• **About this task**
Return the data in full, exactly as it was written.

• **Point-per-instance localization data**
______________________________
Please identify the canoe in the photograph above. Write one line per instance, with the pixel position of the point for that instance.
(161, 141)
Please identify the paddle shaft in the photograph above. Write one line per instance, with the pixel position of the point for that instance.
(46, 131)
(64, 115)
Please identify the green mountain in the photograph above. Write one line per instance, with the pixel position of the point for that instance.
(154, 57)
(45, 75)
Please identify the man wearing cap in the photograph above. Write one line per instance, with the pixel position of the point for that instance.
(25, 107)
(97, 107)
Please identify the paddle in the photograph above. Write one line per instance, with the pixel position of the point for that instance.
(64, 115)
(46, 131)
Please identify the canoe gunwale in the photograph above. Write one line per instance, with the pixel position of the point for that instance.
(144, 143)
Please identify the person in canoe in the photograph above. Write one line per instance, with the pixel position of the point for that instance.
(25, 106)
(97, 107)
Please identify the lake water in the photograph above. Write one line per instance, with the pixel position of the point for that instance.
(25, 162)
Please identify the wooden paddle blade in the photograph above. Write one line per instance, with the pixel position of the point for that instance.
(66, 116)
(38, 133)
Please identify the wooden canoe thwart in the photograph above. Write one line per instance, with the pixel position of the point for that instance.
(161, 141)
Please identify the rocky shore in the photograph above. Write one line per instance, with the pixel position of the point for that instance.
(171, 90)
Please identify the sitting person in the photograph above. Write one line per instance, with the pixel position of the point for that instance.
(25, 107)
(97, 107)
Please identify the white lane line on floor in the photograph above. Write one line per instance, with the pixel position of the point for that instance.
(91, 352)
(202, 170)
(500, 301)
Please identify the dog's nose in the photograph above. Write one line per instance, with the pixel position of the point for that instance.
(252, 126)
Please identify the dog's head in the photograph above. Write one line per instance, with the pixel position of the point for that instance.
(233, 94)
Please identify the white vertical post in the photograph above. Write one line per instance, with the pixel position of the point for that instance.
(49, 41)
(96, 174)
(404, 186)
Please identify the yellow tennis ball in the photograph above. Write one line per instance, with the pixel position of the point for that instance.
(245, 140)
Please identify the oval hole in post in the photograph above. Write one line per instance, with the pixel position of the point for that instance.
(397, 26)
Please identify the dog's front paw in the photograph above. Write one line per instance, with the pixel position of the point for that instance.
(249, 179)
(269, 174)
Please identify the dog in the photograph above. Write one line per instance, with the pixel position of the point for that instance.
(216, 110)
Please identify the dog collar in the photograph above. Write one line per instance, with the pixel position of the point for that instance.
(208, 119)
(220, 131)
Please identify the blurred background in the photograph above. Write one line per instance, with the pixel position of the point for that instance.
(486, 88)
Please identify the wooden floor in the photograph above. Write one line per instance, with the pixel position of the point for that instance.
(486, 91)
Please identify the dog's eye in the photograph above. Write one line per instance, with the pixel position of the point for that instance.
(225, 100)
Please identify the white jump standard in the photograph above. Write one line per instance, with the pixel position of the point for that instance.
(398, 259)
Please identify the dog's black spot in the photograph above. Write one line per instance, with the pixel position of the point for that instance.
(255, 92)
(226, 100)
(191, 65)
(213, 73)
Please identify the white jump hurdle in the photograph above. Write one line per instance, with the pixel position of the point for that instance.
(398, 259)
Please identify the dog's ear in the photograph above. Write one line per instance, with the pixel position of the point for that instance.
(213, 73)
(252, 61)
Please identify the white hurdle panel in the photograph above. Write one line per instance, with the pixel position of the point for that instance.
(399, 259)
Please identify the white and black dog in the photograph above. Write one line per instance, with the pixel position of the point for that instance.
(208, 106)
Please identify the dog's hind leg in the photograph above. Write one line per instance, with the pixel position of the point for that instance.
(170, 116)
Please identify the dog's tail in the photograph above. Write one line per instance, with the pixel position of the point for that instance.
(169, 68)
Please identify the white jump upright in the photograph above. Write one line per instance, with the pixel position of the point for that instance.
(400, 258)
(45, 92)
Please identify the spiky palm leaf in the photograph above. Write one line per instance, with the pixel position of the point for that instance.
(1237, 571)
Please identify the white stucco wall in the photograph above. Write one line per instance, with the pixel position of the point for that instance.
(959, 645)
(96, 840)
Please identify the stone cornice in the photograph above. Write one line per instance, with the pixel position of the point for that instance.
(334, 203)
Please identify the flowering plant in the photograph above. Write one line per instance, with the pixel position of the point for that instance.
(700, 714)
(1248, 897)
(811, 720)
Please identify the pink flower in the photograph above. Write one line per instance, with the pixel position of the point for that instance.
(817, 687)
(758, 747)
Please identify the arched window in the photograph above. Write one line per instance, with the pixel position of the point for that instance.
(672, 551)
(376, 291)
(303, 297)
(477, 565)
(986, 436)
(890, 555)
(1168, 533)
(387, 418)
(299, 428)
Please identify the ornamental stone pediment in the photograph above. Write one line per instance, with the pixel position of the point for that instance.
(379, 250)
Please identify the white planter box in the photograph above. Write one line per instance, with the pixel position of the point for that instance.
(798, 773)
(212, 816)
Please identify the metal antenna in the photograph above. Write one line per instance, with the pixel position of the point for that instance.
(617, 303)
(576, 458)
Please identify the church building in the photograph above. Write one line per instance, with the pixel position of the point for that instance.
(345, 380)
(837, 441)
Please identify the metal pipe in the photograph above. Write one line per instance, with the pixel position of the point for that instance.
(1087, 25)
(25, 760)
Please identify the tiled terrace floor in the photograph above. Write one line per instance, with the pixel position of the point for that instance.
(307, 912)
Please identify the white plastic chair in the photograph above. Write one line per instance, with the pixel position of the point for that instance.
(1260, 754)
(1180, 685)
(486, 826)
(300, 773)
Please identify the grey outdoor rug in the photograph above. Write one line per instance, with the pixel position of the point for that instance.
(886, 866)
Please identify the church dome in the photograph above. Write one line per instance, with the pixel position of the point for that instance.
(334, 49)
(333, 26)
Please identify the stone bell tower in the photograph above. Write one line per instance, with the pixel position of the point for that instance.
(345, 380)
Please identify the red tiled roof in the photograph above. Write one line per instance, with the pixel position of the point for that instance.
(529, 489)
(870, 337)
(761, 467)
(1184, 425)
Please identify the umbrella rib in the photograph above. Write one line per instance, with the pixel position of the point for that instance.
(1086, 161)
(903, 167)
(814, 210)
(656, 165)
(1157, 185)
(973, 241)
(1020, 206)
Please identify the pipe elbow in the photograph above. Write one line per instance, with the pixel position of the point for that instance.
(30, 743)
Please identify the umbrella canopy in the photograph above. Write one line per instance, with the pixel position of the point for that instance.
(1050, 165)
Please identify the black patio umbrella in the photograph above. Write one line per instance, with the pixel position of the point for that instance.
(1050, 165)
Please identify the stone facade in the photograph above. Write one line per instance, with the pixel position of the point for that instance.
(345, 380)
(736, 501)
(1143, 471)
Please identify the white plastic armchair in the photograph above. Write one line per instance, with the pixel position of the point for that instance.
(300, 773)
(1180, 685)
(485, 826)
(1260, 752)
______________________________
• **Solution to this task**
Please identify the canoe in the photograph above. Write one line per instance, with the pixel position of the point for that instance.
(161, 141)
Please identify the paddle shaft in the photograph above. Write one line per instance, with the pixel position of the point for that instance.
(46, 131)
(64, 115)
Please identify the green mountain in the photograph above. Write one line per instance, with the pixel position of the point for that instance.
(154, 57)
(45, 75)
Please identify the man wearing cap in the photograph above. Write one line per instance, with the pixel position of the point for that instance.
(25, 107)
(97, 107)
Please identify the paddle in the photograph above. Write one line per instance, with the pixel position of the point for that instance.
(64, 115)
(46, 131)
Please identify the canoe gunwale in the photograph above. Write one line per instance, with the pixel position of the point for that instance.
(144, 143)
Please identify the person in canoe in the photograph above. Write one line per instance, with the pixel position of the point for that instance.
(25, 106)
(97, 107)
Please identify the lake water in the photograph above. Write one line per instance, with the pixel position of the point for that instance.
(25, 162)
Please identify the wooden paddle blade in the photograph above. Write one line per instance, with the pixel position of the point for that instance.
(66, 116)
(38, 133)
Please identify the wooden canoe thwart in the photograph above. Write one line per instance, with the pixel position of the point for that instance.
(161, 141)
Please identify the rocky shore in the photograph above. Write one line per instance, with the pixel position of the point for that instance.
(171, 90)
Please identify the sitting person in the photograph above. Write one line per instance, with the pixel position of the point for that instance.
(25, 107)
(97, 107)
Please identify the white lane line on floor in the photograph above. Write one line per instance, with the pixel position of the point for that instance.
(91, 352)
(202, 170)
(500, 301)
Please identify the dog's nose in the photograph above. Write one line per instance, with the pixel position of the point for that instance.
(252, 126)
Please identify the dog's head in the photograph above. Write one line per instance, with the pixel position of the point for that instance.
(233, 94)
Please identify the white vertical post in the photograph above. Write one line per instance, with the pixel position of the point for that instance.
(49, 41)
(96, 174)
(404, 186)
Please identify the yellow tennis ball in the photograph above. Write one line per instance, with the pixel position of the point for that instance.
(245, 140)
Please identify the oval hole in post in the photograph above. Write one line per instance, with the pixel position of the point for that instance.
(397, 26)
Please identify the dog's front paw in the photograph above. Write one line per instance, with the pixel position of the point for that instance.
(249, 179)
(269, 174)
Please identify the dog in the photograph above. Write one line per instance, with the pixel position of the point for that instance.
(216, 110)
Please identify the dog collar in the photograph above. Write one line per instance, with the pixel position of the point for that instance.
(208, 119)
(220, 131)
Please identify the blurred background in the photograph above. Write one line per instance, with the pixel position of the point for that instance.
(486, 88)
Please identify the wooden floor in the photograph above. Write one line per instance, with the pixel position of the point for that instance.
(486, 91)
Please identify the dog's eye in the photograph above. Write one line per instance, with the pixel position of the point for that instance.
(225, 100)
Please identify the white jump standard in the photograph above. Write one line per instance, with the pixel position of the point for that instance.
(398, 259)
Please identify the dog's black spot in the photograph above. Write one line per instance, with the pixel position of the point for that instance.
(255, 92)
(226, 100)
(191, 65)
(213, 73)
Please identify the white jump hurdle in the photograph above. Write one line per instance, with the pixel position of the point for that instance.
(398, 259)
Please identify the dog's ear in the photograph above. Write one line per instance, with the pixel position of the point for that instance.
(213, 73)
(252, 61)
Please identify the white hurdle panel in the photograph above. Write one line per instance, with the pixel position of the point for that instance.
(399, 259)
Please identify the white and black dog in the photograph above. Write one line per instance, with the pixel position of the point for that instance.
(208, 106)
Please identify the dog's hind leg in the photograph above. Write one line per instance, with the pixel position of the point for that instance.
(170, 116)
Please identify the dog's tail in the photograph above. Write one line per instance, with the pixel position of the point for that instance.
(169, 68)
Please identify the white jump upright in the photograph above. Write one line per instance, with the pixel position of the point for that instance.
(400, 258)
(45, 92)
Please identify the spiky palm leaf in the photograph above. Write one line per instance, with the pixel position of the point for that instance.
(1237, 571)
Please identify the white stucco wall in the photograph above. Write one line per instance, with the pixel position of the point for that instance.
(959, 645)
(96, 840)
Please identify the stone cornice in the photograph above. Write one line per instance, with the pixel position of the point for that instance.
(334, 203)
Please identify the flowering plant in the photograph above. Write one line per instance, with the pixel position of the point for that instance.
(700, 714)
(1248, 897)
(811, 720)
Please identify the pink flower in the photograph above. Write one line per instance, with the pixel position of the point for that instance.
(817, 687)
(758, 747)
Please identify the arched window in the photograph above. Write one line per instance, with the pixel position of the point for that instance.
(672, 551)
(376, 291)
(303, 297)
(477, 565)
(986, 436)
(890, 555)
(1168, 533)
(387, 418)
(299, 428)
Please identify the ornamental stone pediment in the photograph above. Write one line per instance, with the pixel position of the point for that instance.
(379, 250)
Please identify the white planter box in the photograph above. Write one line per instance, with the pixel position of the point for that instance.
(798, 773)
(212, 816)
Please identify the metal antenna in the photograph above. Write one line per instance, with the pixel position of the point for that instance.
(617, 303)
(576, 458)
Please identify the church building in the photograph above. Write one line per instance, with the pixel position of the point for that instance.
(345, 380)
(837, 441)
Please identify the metal pipe in the photograph above. Write one line per instance, with the pixel position of the point for that instance.
(1087, 25)
(25, 760)
Please identify the tiled terrace floor in the photograph above. Write one line per instance, with the pixel position of the point for that instance.
(307, 912)
Please identify the white plastic chair in the photograph above. Write one line per instance, with the pixel position of the point for that instance.
(1260, 754)
(1180, 685)
(486, 826)
(300, 773)
Please identify the grey outdoor rug in the photograph above. Write one line per instance, with the pixel position of the point for that instance.
(886, 866)
Please identify the church dome in the photograph above. Write one line per instance, with the pixel position of the point for that instance.
(334, 49)
(333, 26)
Please identify the stone bell tower in the photograph above. Write one line per instance, with the pixel position of the point for that instance.
(345, 380)
Please identify the red tiled roof in the photograph above. Write one line per instance, with the pixel position of the point for that instance.
(529, 489)
(870, 337)
(761, 467)
(1184, 425)
Please identify the umbrella rib in the photograph above. Write one line per instance, with the pixel position of the point for that instance.
(1086, 161)
(903, 167)
(814, 210)
(656, 165)
(1157, 185)
(973, 241)
(1020, 206)
Please identify the pipe elbow in the photograph above. Write one line per instance, with the pixel position of the point for that instance.
(30, 743)
Please identify the umbrella canopy in the photograph above. Write one line per instance, with the pixel position of the point for that instance.
(1050, 165)
Please identify the black patio umbrella in the photograph above. Write one line per instance, with the pixel position of the point for that instance.
(1050, 165)
Please identify the stone facade in the photograph above. Write one line per instance, with the pixel position of the point for that instance.
(345, 380)
(736, 501)
(1143, 471)
Please identify the white plastic armchair in the photograph above. Write one line per instance, with the pixel position of the point for that instance.
(300, 773)
(1180, 685)
(485, 826)
(1260, 752)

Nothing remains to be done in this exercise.